**ACTIVITIES:**
a - Repeat the passage of the frontotemporal dementia introduction starting with "Frontotemporal dementia (FTD)" and going on through "neuron disease (FTD-MND).".
b - Using the frontotemporal dementia introduction, decide whether each statement agrees with it, answering yes or no and quoting the words that settle it. (i) FTD is the second most common type of presenile dementia. (ii) Frontotemporal lobar degeneration underlies all four clinical variants. (iii) Once TDP-43 was found in ubiquitin-positive inclusions, FTLD-U was renamed FTLD-FUS.
c - Resume the frontotemporal dementia introduction after its last sentence.

**DOCUMENT TEXT:**
Introduction

Frontotemporal dementia (FTD) is the second most common type of presenile dementia, and a clinically, genetically and pathologically heterogeneous disorder [1, 2]. Behavioural changes and cognitive dysfunctions, especially language, are core clinical features. Four clinical subtypes can be distinguished: the behavioural variant of FTD (bvFTD), semantic dementia (SD), progressive non-fluent aphasia (PNFA), and FTD with motor neuron disease (FTD-MND).

Frontotemporal lobar degeneration (FTLD) is the common underlying pathology of all four clinical variants, and can be divided into FTLD with tau-positive immunoreactive inclusions (FTLD-tau) and FTLD with ubiquitin-positive immunoreactive inclusions (FTLD-U). After the TDP-43 protein was found to be the major constituent of ubiquitin-positive inclusions [3], the latter term was changed to FTLD-TDP. However, the identification of TDP-43-negative inclusions in some FTLD-U cases has resulted in the designation of a new neuropathological subtype, atypical FTLD-U [46]. Very recently, the name of this subtype has been changed into FTLD-fused in sarcoma (FTLD-FUS) by the observation of positive staining of these inclusions with antibody against FUS protein [7].

**EXTRACTED RECORDS:**

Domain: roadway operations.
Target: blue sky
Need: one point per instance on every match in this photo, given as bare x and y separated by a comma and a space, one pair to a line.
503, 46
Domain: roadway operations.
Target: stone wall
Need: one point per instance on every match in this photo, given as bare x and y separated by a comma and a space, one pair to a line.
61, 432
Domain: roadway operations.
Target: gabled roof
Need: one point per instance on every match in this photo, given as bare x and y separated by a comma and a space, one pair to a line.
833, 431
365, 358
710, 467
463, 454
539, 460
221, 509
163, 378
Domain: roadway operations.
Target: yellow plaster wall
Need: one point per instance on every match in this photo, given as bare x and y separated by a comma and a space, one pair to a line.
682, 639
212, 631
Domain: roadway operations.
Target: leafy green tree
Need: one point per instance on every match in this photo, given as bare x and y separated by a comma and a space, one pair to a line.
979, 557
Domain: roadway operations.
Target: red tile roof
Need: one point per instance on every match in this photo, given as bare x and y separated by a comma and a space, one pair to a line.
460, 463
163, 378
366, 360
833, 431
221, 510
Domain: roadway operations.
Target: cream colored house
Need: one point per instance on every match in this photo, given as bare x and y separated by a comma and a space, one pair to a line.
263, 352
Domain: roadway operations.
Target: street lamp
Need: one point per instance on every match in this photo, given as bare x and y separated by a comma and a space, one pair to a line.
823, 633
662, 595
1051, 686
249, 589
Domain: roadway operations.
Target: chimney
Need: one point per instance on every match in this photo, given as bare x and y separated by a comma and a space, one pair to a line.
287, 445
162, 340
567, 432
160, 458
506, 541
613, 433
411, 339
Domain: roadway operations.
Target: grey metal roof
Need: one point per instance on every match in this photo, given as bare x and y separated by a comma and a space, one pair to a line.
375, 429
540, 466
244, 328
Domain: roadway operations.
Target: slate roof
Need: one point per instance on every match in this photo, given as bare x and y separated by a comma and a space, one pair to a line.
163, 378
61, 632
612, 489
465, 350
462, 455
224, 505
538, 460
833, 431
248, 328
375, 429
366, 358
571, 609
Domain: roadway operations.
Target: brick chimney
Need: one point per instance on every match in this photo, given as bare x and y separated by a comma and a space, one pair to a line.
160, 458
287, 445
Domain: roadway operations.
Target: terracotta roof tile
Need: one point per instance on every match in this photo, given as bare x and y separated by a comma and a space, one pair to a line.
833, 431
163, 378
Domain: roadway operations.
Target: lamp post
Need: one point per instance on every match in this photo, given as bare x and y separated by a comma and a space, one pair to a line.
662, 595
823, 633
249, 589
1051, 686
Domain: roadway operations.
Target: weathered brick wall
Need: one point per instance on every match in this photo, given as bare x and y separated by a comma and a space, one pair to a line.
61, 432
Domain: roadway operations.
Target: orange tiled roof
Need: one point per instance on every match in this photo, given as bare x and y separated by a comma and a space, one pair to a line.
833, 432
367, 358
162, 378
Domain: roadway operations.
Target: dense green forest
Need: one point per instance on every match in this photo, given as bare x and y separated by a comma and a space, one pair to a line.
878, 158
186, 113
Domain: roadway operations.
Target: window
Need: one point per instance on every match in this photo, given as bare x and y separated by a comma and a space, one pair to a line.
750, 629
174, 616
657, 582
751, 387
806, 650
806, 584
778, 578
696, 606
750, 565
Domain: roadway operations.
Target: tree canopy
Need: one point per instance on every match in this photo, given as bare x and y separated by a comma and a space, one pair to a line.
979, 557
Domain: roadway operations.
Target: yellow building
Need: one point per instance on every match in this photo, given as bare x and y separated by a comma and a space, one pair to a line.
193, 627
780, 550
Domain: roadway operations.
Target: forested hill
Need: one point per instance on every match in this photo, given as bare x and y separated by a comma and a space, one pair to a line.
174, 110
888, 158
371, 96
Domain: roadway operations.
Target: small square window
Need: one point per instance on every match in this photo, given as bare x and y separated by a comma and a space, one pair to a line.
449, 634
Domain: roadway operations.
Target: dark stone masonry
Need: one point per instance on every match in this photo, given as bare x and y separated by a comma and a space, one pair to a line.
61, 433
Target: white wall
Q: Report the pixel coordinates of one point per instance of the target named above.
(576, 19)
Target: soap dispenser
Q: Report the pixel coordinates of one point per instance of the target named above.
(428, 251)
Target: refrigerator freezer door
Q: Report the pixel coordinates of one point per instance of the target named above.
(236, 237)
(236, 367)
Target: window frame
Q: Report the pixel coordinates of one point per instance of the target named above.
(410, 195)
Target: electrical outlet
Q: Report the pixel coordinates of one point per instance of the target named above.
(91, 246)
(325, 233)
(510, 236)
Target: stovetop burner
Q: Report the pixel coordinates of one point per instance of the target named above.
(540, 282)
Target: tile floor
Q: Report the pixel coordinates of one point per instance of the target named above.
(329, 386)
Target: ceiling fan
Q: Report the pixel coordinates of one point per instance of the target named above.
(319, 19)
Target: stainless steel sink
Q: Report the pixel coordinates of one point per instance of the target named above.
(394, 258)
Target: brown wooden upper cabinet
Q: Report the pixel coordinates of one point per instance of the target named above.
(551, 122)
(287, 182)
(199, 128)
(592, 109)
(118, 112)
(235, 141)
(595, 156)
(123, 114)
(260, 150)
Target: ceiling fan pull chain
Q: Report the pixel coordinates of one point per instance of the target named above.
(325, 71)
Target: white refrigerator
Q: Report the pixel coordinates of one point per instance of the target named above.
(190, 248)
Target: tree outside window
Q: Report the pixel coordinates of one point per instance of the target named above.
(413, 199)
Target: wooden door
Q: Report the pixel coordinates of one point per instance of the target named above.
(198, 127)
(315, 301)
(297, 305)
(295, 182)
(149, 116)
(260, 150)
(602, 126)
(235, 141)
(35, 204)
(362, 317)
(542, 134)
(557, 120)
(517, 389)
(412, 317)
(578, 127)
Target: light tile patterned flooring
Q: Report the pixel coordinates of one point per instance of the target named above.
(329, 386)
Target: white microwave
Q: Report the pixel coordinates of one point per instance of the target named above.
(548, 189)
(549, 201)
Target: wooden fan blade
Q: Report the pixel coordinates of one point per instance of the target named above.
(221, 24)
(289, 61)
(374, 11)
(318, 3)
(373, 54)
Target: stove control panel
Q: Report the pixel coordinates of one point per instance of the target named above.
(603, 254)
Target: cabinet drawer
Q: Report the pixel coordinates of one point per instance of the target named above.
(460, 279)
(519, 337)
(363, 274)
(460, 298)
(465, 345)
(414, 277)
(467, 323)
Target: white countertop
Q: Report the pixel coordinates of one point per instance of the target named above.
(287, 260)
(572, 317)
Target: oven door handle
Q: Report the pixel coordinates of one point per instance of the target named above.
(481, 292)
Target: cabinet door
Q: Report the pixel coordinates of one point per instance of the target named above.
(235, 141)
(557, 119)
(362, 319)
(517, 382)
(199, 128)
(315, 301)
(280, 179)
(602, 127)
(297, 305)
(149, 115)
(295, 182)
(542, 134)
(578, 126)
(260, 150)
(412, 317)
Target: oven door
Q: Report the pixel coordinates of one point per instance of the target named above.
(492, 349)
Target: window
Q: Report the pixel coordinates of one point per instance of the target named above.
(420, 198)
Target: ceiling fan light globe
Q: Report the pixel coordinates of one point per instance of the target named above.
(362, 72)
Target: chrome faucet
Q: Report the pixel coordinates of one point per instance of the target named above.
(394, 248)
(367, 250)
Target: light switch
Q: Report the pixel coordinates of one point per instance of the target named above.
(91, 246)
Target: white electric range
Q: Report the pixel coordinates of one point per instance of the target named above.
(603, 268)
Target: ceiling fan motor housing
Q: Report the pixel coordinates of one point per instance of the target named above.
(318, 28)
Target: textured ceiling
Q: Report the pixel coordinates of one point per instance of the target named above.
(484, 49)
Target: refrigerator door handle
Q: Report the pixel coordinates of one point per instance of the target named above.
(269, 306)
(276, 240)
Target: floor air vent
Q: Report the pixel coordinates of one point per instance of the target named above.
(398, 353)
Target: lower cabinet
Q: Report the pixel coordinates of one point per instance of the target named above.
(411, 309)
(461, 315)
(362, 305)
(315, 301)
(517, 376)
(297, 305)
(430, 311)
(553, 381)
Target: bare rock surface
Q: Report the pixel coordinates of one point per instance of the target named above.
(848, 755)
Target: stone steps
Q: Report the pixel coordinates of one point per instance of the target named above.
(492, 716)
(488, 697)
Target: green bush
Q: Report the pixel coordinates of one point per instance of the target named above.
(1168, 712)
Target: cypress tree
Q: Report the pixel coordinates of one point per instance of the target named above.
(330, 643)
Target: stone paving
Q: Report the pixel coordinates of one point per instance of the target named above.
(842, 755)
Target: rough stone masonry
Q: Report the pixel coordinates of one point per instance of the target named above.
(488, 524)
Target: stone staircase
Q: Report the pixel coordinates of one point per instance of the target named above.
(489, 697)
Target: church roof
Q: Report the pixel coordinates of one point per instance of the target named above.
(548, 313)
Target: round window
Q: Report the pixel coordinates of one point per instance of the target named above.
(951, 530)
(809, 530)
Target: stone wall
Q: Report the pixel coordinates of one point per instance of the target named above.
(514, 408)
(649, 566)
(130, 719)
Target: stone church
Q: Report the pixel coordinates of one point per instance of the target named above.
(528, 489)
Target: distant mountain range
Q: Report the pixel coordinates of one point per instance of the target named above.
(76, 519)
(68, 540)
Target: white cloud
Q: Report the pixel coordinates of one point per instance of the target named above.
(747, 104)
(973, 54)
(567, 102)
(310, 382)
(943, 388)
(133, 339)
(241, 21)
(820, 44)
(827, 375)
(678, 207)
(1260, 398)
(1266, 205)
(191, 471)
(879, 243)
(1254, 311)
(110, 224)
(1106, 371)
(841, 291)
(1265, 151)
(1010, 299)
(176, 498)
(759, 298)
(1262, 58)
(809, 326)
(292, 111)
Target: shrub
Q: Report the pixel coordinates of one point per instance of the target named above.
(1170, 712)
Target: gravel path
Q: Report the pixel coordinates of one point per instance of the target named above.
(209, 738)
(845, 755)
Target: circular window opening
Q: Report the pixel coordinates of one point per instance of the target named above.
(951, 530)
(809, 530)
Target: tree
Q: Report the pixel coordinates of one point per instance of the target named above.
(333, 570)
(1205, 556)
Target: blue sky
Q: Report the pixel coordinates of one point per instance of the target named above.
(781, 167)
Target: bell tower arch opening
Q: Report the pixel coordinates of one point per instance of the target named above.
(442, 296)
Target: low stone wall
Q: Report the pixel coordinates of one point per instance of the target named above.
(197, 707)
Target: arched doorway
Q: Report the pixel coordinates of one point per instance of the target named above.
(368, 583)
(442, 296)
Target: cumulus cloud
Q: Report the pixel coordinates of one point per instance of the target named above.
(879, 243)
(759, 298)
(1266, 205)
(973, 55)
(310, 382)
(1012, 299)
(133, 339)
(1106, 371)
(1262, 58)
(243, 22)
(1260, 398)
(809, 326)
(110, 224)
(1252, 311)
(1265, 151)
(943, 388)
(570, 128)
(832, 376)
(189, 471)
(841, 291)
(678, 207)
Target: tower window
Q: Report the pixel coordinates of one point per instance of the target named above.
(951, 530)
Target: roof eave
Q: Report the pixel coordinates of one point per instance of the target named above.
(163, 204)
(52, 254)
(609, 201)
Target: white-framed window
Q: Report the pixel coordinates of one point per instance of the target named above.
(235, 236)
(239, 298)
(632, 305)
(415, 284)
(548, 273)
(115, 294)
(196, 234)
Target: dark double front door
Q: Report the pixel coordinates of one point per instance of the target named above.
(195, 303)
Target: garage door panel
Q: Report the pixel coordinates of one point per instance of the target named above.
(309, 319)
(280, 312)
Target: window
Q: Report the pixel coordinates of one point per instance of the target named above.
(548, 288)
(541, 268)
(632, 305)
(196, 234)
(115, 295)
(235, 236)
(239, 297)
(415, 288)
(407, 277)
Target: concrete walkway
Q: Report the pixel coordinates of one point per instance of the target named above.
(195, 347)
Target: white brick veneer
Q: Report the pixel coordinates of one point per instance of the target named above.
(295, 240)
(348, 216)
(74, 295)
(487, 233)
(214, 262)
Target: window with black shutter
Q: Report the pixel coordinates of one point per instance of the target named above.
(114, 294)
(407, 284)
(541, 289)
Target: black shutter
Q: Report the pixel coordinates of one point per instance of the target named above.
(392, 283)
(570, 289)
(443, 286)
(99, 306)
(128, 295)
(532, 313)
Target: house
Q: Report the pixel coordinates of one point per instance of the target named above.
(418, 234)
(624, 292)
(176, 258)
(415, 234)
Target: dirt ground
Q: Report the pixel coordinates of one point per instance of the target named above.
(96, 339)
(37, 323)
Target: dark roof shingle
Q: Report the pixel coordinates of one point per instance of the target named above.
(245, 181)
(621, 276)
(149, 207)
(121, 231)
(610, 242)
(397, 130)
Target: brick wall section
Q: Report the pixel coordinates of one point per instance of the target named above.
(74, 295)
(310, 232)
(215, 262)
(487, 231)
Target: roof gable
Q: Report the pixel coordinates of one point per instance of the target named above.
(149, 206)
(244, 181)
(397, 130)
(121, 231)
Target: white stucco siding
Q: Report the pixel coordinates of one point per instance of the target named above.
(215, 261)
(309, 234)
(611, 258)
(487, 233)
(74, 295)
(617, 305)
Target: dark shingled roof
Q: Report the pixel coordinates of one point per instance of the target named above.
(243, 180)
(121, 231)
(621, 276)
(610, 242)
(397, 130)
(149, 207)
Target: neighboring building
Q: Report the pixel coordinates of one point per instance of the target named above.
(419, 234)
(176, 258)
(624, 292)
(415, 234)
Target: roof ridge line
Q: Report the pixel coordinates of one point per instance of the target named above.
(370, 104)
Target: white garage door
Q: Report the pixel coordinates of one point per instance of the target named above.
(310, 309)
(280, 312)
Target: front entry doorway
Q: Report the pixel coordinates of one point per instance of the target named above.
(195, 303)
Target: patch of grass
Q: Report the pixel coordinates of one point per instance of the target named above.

**EXPECTED RESPONSES:**
a -
Frontotemporal dementia (FTD) is the second most common type of presenile dementia, and a clinically, genetically and pathologically heterogeneous disorder [1, 2]. Behavioural changes and cognitive dysfunctions, especially language, are core clinical features. Four clinical subtypes can be distinguished: the behavioural variant of FTD (bvFTD), semantic dementia (SD), progressive non-fluent aphasia (PNFA), and FTD with motor neuron disease (FTD-MND).

b -
(i) Yes: "Frontotemporal dementia (FTD) is the second most common type of presenile dementia"
(ii) Yes: "Frontotemporal lobar degeneration (FTLD) is the common underlying pathology of all four clinical variants"
(iii) No: "the latter term was changed to FTLD-TDP"

c -
The characteristic features of FTLD-FUS are an early-onset FTD with severe progressive psychobehavioural changes, a negative family history and striking atrophy of the striatum at neuropathological examination [47]. Its exact frequency is yet unknown, and neuroimaging features may differentiate it from other subtypes during life. The aim of this study was to determine the frequency of FTLD-FUS in our FTLD-U cases and to describe the clinical, neuroimaging and neuropathological features of FTLD-FUS. Furthermore, we estimated the prevalence of FTLD-FUS in our clinical cohort of FTD on the basis of a combination of specific clinical features.

Methods

Patients with FTD were ascertained in an ongoing genetic-epidemiologic study conducted in The Netherlands since 1994 [1, 8, 9], after referral to the out-clinic department of the Erasmus Medical Center, or after a visit in nursing homes and psychogeriatric hospitals by the research physician. Detailed clinical history was obtained from the spouses and first-degree relatives using a checklist of behavioural and cognitive changes, and motor neuron signs.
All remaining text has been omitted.